____ DATASET ENTRIES
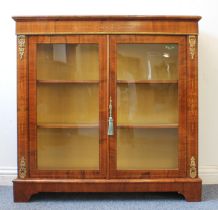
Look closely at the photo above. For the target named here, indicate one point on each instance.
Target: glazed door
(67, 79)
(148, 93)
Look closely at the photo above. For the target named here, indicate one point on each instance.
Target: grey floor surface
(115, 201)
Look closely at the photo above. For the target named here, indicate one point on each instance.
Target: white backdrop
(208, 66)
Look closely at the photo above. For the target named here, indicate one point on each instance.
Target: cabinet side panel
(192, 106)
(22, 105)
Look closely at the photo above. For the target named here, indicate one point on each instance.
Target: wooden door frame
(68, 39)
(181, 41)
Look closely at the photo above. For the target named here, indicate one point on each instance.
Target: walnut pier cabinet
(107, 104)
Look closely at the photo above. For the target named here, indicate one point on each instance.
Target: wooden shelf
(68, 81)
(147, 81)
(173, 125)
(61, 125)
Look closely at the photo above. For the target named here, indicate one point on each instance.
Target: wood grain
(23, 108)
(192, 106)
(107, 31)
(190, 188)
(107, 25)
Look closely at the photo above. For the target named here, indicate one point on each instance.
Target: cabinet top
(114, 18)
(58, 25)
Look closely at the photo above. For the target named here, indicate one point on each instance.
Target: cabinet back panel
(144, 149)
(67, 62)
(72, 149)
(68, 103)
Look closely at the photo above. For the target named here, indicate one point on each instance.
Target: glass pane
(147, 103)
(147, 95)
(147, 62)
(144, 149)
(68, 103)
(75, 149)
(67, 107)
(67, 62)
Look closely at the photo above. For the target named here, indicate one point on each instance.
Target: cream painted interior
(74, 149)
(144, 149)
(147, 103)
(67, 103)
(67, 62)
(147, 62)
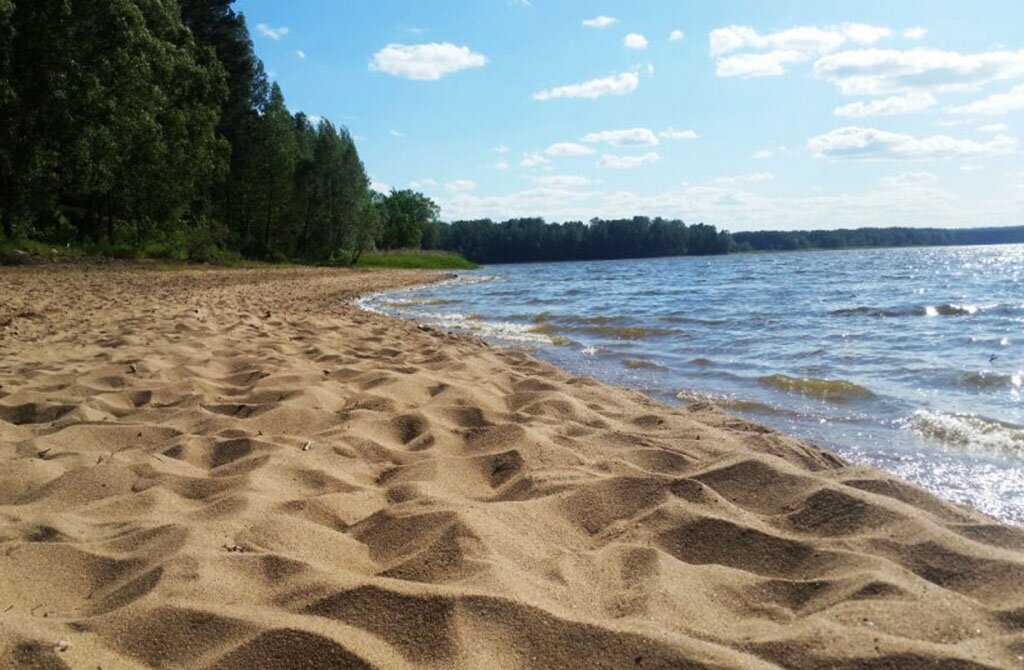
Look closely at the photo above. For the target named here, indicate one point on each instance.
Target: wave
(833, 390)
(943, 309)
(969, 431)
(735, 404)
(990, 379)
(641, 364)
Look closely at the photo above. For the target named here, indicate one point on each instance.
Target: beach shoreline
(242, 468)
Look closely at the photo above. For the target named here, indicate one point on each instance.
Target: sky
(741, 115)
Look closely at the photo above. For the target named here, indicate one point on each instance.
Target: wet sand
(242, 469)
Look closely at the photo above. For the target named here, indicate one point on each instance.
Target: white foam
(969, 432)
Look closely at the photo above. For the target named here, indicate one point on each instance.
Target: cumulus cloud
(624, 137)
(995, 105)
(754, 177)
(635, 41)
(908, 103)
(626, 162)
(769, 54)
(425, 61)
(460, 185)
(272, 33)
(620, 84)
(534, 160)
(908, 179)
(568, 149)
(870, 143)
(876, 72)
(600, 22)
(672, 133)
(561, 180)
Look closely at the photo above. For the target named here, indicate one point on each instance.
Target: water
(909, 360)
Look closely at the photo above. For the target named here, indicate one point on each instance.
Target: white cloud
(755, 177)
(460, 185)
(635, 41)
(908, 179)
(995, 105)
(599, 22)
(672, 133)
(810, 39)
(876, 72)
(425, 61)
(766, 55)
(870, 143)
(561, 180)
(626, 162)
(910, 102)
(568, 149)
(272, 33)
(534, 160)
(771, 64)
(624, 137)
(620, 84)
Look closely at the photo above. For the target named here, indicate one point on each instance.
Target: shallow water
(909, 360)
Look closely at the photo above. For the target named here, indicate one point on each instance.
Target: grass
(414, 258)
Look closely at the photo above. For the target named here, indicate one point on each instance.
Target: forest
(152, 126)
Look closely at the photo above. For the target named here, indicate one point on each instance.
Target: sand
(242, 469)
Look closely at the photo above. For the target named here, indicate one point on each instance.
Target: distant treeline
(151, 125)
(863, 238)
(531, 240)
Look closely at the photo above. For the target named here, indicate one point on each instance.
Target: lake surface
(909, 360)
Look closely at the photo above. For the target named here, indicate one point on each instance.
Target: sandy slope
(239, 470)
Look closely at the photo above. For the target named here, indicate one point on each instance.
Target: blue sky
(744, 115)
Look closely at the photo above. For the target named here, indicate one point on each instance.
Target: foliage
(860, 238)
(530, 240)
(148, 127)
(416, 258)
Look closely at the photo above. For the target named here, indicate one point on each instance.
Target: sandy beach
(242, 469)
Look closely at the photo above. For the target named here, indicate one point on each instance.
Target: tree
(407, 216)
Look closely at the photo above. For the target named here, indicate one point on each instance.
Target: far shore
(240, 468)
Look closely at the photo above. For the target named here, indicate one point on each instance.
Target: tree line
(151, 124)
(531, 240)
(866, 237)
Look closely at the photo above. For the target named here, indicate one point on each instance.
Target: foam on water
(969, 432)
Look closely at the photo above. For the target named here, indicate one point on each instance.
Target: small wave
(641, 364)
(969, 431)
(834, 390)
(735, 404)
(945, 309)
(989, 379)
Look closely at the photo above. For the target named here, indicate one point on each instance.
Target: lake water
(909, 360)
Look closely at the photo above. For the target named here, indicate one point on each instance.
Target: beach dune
________
§ TASK ITEM
Retype the entries word for word. Omit any images.

§ SOLVED EXERCISE
Look closely at the photo above. For the target named here, indicate one point on each instance.
Target: glazed door
(67, 79)
(148, 93)
Look closely at the photo above. For the target named here, indicate one point on each instance.
Target: grey floor surface
(115, 201)
Look closely at the photo above. For the target named here, indicate one point on each instance.
Target: white backdrop
(208, 66)
Look closely at the photo above. For the target named here, indicate one point on each instance.
Target: cabinet side panel
(192, 106)
(22, 105)
Look closely at the photo above. For the target named here, indicate one point on each instance.
Target: wooden door frame
(68, 39)
(181, 41)
Look closely at the photo above. For the target named here, indicate one point on each instance.
Target: walnut pier cabinet
(107, 104)
Look closely at the photo above. For the target named here, indicate one point on each instance.
Target: wooden shelf
(68, 81)
(147, 81)
(173, 125)
(61, 125)
Look closely at the photo above. For the target named here, indicate one point on each instance.
Target: wood grain
(23, 108)
(192, 106)
(107, 31)
(190, 188)
(107, 25)
Look closely at the photo above. For the target named here, indicate one point on each instance.
Target: cabinet top
(114, 18)
(58, 25)
Look closely at the photo above. For the target named here, indicate one point on each instance.
Target: cabinet back panel
(144, 149)
(67, 62)
(72, 149)
(68, 103)
Look closely at the photo above. For the target named here, indicate one point on each instance.
Target: glass pane
(147, 103)
(147, 95)
(147, 62)
(144, 149)
(68, 103)
(75, 149)
(67, 107)
(67, 62)
Look closely at the photo above. For the target named here, indicate one point on each instance.
Target: cream painted interior
(74, 149)
(144, 149)
(147, 103)
(67, 103)
(67, 62)
(147, 62)
Look closely at the photo above. For the target named here, indicate one point on each instance.
Target: wave
(833, 390)
(943, 309)
(969, 431)
(735, 404)
(990, 379)
(641, 364)
Look closely at the photo above. For the target named here, indicate one point on each instance.
Target: beach shoreline
(242, 468)
Look closely at the photo above. For the target named here, indicate one point on each instance.
Target: sky
(741, 115)
Look closely at the photo above. For the target named here, indicate one point on each instance.
Target: wet sand
(242, 469)
Look closely at the photo above. For the target named here, indicate one point on each instance.
Target: white foam
(969, 432)
Look closely at the photo above. For the target named here, indicate one point on each instance.
Target: cumulus cloud
(624, 137)
(995, 105)
(754, 177)
(635, 41)
(908, 103)
(626, 162)
(769, 54)
(425, 61)
(460, 185)
(272, 33)
(620, 84)
(534, 160)
(908, 179)
(568, 149)
(870, 143)
(876, 72)
(600, 22)
(672, 133)
(561, 180)
Look closely at the photo above. For the target named here, indicate one point on each instance.
Target: water
(909, 360)
Look closely at the photo above. For the target named here, indicate one point on each instance.
Target: white cloud
(755, 177)
(460, 185)
(635, 41)
(908, 179)
(995, 105)
(599, 22)
(672, 133)
(810, 39)
(876, 72)
(425, 61)
(766, 55)
(870, 143)
(561, 180)
(626, 162)
(910, 102)
(568, 149)
(272, 33)
(534, 160)
(771, 64)
(624, 137)
(620, 84)
Look closely at the photo above. For the target named here, indicate one point on each instance.
Target: shallow water
(909, 360)
Look closely at the photo above. For the target named here, indicate one point on each instance.
Target: grass
(414, 258)
Look closely at the photo above. For the target named here, indicate one point on each instance.
Target: forest
(152, 126)
Look closely at the photo above. For the target named here, indicate one point on each instance.
Target: sand
(242, 469)
Look closely at the photo above. For the target named here, indicate one point on each instance.
Target: distant treeline
(151, 125)
(863, 238)
(531, 240)
Look closely at the photo above. For the target named here, indicate one point on each instance.
Target: lake surface
(909, 360)
Look closely at the photo above. For the target named here, indicate one point on each instance.
Target: sandy slope
(239, 470)
Look closely at the photo above. For the target named here, indicate one point on each instance.
Target: blue sky
(744, 115)
Look closely at the photo above. For the target named here, indicate one point on each instance.
Target: foliage
(860, 238)
(530, 240)
(148, 127)
(416, 258)
Look closely at the photo above. For the target named here, indicate one point on each instance.
Target: sandy beach
(242, 469)
Look closely at the photo above. For the target named here, indicate one point on each instance.
Target: tree
(407, 216)
Look closely at the photo above. For the target named here, indicate one point on each instance.
Target: far shore
(240, 468)
Look closely at the photo above. For the target named here, indicate one point on each instance.
Target: tree line
(151, 124)
(531, 240)
(866, 237)
Look closely at the photo above. For the target named here, indicate one point on each instance.
Target: foam on water
(969, 432)
Look closely at the photo above. For the target named here, indicate one point on each instance.
Target: small wave
(641, 364)
(969, 431)
(834, 390)
(735, 404)
(945, 309)
(989, 379)
Look closely at the photo above. For the target named here, indicate one point on each instance.
Target: lake water
(909, 360)
Look closely at the photo above. For the target named here, indicate one point on each instance.
Target: beach dune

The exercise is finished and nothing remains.